_TASK DIRECTIONS_
Output all the entries word for word. Omit the pictures.

[SOURCE RECORDS start]

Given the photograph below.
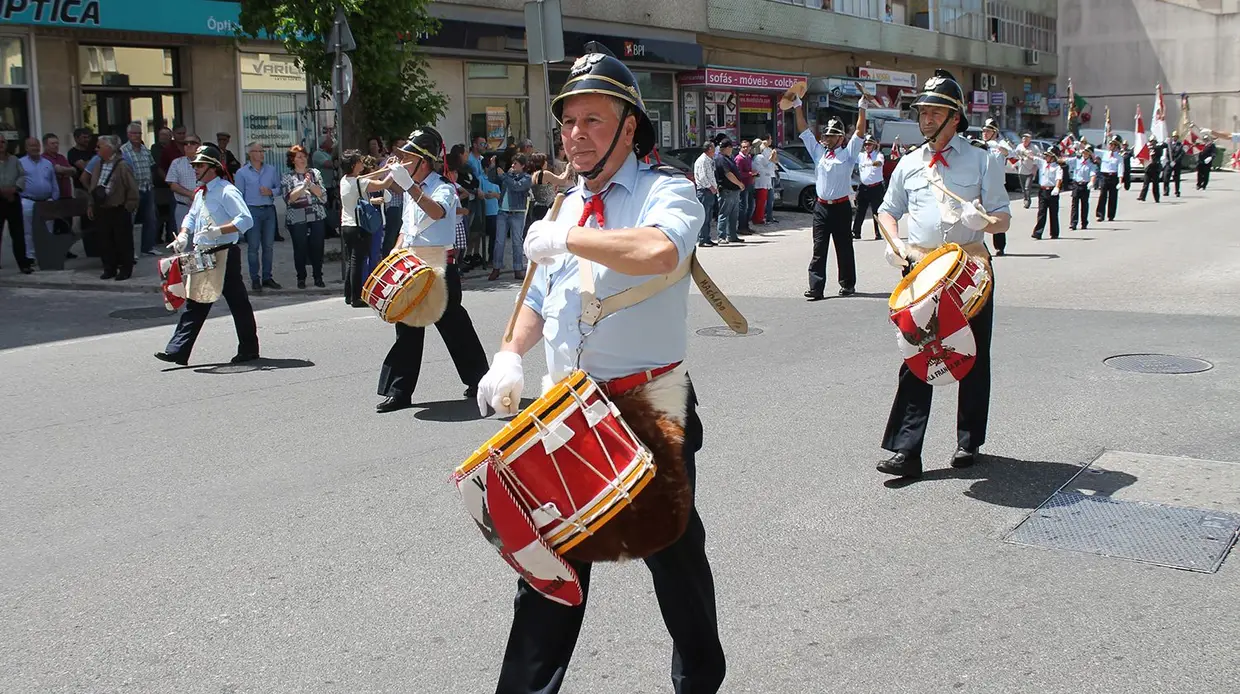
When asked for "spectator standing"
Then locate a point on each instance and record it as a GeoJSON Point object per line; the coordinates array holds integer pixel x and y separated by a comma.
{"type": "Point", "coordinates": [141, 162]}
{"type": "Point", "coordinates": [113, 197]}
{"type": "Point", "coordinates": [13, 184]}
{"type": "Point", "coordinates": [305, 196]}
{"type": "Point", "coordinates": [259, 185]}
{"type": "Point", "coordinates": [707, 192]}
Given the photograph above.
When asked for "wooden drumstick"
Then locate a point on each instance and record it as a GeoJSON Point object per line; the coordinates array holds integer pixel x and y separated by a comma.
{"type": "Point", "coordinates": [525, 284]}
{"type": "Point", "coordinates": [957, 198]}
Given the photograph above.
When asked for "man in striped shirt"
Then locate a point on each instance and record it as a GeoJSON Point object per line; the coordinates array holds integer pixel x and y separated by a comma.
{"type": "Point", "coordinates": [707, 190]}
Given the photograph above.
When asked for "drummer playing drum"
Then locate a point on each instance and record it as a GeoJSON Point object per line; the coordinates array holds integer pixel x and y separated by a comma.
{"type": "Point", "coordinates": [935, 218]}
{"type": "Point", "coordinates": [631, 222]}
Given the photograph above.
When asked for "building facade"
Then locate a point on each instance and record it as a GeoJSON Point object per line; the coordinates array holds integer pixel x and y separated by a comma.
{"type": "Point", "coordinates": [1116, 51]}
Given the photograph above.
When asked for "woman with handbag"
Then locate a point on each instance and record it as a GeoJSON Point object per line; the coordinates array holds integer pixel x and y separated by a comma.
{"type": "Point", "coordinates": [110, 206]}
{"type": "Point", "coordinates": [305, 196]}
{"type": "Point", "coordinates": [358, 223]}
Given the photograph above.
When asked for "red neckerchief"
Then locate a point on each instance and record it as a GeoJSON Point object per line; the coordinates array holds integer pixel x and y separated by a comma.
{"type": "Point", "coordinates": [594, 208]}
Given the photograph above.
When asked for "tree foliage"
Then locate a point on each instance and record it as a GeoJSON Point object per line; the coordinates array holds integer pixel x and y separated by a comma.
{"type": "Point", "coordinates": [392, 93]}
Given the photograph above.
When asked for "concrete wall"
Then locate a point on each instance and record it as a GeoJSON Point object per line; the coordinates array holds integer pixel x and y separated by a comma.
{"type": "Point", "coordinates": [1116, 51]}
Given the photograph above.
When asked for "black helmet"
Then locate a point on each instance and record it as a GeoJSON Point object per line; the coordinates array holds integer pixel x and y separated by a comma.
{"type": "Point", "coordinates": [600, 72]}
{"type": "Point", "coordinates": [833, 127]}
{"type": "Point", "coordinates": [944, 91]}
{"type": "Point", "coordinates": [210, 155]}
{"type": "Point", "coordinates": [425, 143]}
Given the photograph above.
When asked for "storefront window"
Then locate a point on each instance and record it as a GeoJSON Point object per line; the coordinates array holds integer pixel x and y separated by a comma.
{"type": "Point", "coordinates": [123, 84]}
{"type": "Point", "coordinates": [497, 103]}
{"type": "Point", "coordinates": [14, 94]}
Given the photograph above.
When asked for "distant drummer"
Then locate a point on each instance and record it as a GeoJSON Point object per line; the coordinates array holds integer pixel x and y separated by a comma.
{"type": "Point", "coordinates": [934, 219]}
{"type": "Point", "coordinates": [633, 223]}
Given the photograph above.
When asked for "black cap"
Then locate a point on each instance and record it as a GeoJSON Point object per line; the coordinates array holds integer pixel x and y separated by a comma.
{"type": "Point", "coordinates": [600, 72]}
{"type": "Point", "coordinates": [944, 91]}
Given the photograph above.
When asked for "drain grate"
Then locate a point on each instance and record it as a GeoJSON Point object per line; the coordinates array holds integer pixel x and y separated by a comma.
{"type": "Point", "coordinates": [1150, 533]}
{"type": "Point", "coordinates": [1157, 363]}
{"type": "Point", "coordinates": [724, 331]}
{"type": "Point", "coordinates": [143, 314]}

[SOURCE RECORDS end]

_EXERCISE RESULT_
Given the photograph below.
When asked for "spectator standing"
Then locate a point on each instance and record it as a GeoJSON Point object per line; the coordinates array holds integer pixel x and y separated by a comma.
{"type": "Point", "coordinates": [141, 162]}
{"type": "Point", "coordinates": [113, 197]}
{"type": "Point", "coordinates": [13, 184]}
{"type": "Point", "coordinates": [305, 196]}
{"type": "Point", "coordinates": [259, 185]}
{"type": "Point", "coordinates": [707, 192]}
Given the photograph above.
When asked for "wooden drumstick"
Then locate a point on each instance and record it as a GeoJSON Point object per line; the coordinates array holds integer pixel x and y separated by a comma.
{"type": "Point", "coordinates": [525, 284]}
{"type": "Point", "coordinates": [957, 198]}
Given the photograph above.
When asked for "man in striped shirt"
Then locate a point on each instance and record it as a GeoJSON Point object per line; the coordinates array holds integer pixel x and y separated by a comma.
{"type": "Point", "coordinates": [707, 190]}
Given the photograph above.
When asked for "drummer playing drum"
Then locate a point on each instance and record it as a GeoJSON Point object per line; the coordinates array holds integer pixel x and y separated by a comma.
{"type": "Point", "coordinates": [935, 218]}
{"type": "Point", "coordinates": [631, 222]}
Given the photograph above.
When asked for "building facade"
Then locate a point on each instance and record it as a GeoJSON Point object per line; the coordinates array holds integer pixel x and y separated by a comma.
{"type": "Point", "coordinates": [1116, 51]}
Given the photograph above.
When asked for "woman with handbag"
Then locate a point on each instance and record it as a GeoJSON Point object per line; the coordinates array holds integer pixel x and y separated by a comma.
{"type": "Point", "coordinates": [110, 206]}
{"type": "Point", "coordinates": [305, 196]}
{"type": "Point", "coordinates": [358, 223]}
Given the photograph above.
When asked for "red neckerchief"
Then locate a point on each instance and record it as a GeoJSON Point object per line; the coordinates array holds integer pixel x and y separated by a comma.
{"type": "Point", "coordinates": [594, 208]}
Given the photograph above.
When asked for "tree foliage"
Then locate a point on each instance and record it as a GeoJSON Point object per line; the coordinates array holds integer pixel x and y separated by a comma.
{"type": "Point", "coordinates": [392, 93]}
Given the photograph above.
When asked for "concrete wall"
Then locate a point on each instance and record it as a GeoJSON Point object per line; the coordinates array holds integer pixel x and y separated by a comma.
{"type": "Point", "coordinates": [1116, 51]}
Given the photograph above.
When asked for "black helmet"
Then locate a point on each instance and record it as a GeoJSON Point object per line; the coordinates array holds integer pixel x and y separated by a comma.
{"type": "Point", "coordinates": [600, 72]}
{"type": "Point", "coordinates": [833, 127]}
{"type": "Point", "coordinates": [944, 91]}
{"type": "Point", "coordinates": [210, 155]}
{"type": "Point", "coordinates": [425, 143]}
Given the photograph above.
When asked for "storefront window"
Then locate a point on each instance and record it as a GeoJSON Point object per line; the coordinates array holds integer pixel x and y separated by a comma.
{"type": "Point", "coordinates": [123, 84]}
{"type": "Point", "coordinates": [497, 103]}
{"type": "Point", "coordinates": [14, 94]}
Given the photograph above.
When asked for "distant drummer"
Then locate a point on each instance and record it as a GeoJSON Point object per line; the coordinates array holds integer pixel x and y separated by a comma.
{"type": "Point", "coordinates": [934, 219]}
{"type": "Point", "coordinates": [633, 223]}
Given the photograph above.
When asked for "black cap"
Then locate a point on each instance and record it as a GeoJSON Point object per line; the coordinates array holds integer pixel x and y separated by a comma.
{"type": "Point", "coordinates": [600, 72]}
{"type": "Point", "coordinates": [944, 91]}
Given the photograph above.
When asked for "drain grate"
Then locate a point on each instance and record it as a GeoJSON Point object per line; the coordinates array holds integer pixel x and y separated by a comma.
{"type": "Point", "coordinates": [1150, 533]}
{"type": "Point", "coordinates": [1157, 363]}
{"type": "Point", "coordinates": [724, 331]}
{"type": "Point", "coordinates": [143, 314]}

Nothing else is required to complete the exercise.